Text shown:
On Wednesday, the Korean Association of Neuro-Psychiatric Practitioners issued a statement against the government's policy to increase the medical school enrollment quota. (Credit: Getty Images)
On Wednesday, the Korean Association of Neuro-Psychiatric Practitioners issued a statement against the government's policy to increase the medical school enrollment quota. (Credit: Getty Images)

One after another, Korea’s medical societies are criticizing the government's plan to increase the number of physicians, saying it will not help solve the crisis caused by the inadequate provision of essential care services.

On Wednesday, the Korean Association of Neuro-Psychiatric Practitioners (KANPP) released a statement, saying that while it agrees with the government's intention to solve the essential care crisis, the answer is not the increase of doctors.

"Essential medical care is indeed in crisis, and we agree that a solution is needed," the association said. "However, increasing the number of medical school students will not fill the gap in essential medical care but will only increase unreimbursed care in urban centers. At a time when health insurance’s finance is at risk of collapse, increasing the number of physicians will only hasten the predictable catastrophe."

Data extract:
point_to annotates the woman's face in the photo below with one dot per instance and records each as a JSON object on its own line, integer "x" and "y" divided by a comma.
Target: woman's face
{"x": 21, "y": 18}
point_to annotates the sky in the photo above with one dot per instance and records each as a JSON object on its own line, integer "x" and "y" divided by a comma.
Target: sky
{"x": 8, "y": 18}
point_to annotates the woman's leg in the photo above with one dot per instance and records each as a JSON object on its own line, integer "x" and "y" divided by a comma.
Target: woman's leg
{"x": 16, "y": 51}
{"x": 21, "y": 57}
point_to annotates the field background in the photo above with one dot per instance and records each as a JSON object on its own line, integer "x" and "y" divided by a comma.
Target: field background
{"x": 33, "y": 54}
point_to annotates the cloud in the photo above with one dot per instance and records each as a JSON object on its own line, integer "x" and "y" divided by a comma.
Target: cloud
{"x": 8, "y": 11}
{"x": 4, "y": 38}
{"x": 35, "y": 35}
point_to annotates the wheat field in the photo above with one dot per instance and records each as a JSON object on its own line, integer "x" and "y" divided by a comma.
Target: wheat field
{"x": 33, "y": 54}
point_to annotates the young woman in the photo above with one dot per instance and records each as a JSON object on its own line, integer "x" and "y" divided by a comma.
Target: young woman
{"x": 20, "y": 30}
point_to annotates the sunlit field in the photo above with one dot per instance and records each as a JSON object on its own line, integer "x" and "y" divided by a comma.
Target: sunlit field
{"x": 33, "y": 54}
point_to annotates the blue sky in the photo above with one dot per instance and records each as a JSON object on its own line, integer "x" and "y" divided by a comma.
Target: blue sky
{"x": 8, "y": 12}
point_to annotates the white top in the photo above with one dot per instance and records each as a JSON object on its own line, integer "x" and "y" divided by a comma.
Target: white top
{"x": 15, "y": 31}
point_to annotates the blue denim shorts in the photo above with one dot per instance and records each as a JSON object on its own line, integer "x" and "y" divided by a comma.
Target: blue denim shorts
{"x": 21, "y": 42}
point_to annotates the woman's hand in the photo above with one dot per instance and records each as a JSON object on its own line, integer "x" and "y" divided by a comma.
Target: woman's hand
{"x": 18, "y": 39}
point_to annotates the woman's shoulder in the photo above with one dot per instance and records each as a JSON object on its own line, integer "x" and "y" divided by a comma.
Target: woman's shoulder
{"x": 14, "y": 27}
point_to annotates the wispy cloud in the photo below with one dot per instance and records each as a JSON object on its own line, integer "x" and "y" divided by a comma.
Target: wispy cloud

Exercise requirements:
1. Reproduce the article about the medical school quota word for word, starting with "One after another, Korea’s" and going on through "essential care services.".
2. Write what comes next in the article about the medical school quota, picking up after its last sentence.
The rows have nothing to do with the article about the medical school quota.

Set of answers:
1.
One after another, Korea’s medical societies are criticizing the government's plan to increase the number of physicians, saying it will not help solve the crisis caused by the inadequate provision of essential care services.

2.
The association brushed aside calls for expanding the number of medical school students to increase doctors to OECD levels, maintaining they are meaningless by simply comparing countries without considering differences in their healthcare systems.

"Even the U.K., famous for its National Health Service (NHS), where the state takes responsibility for everything from medical education to training, is experiencing various problems, including restrictions on patient choice of doctors, the collapse of public healthcare, and doctors' strikes. In the U.S., they pay high fees for essential healthcare, but patients’ burdens are heavy,” it said. "No healthcare system is perfect. Comparing simple numbers without considering the context of the healthcare system will only lead to meaningless results.”

It then called for normalizing fees for essential medical services and first solving doctors' treatment in provincial public healthcare institutions.

"An increasing number of doctors are arrested or forced to pay hefty compensation due to accidents caused by medical practices in good faith. The problem of essential care is largely due to a system that fails to recognize the huge risks of low-paying jobs," it said. "If the government regards the trends of doctors abandoning their specialties and flocking to cosmetic and plastic surgery as just a money issue without properly investigating the reasons for this, the solution will remain far away."

The association emphasized that it is urgent to normalize essential care fees, stressing the need to increase the price of emergency and severe cases and reduce the coverage rate for mild cases, like colds, to avoid frequent use of medical institutions for mild diseases.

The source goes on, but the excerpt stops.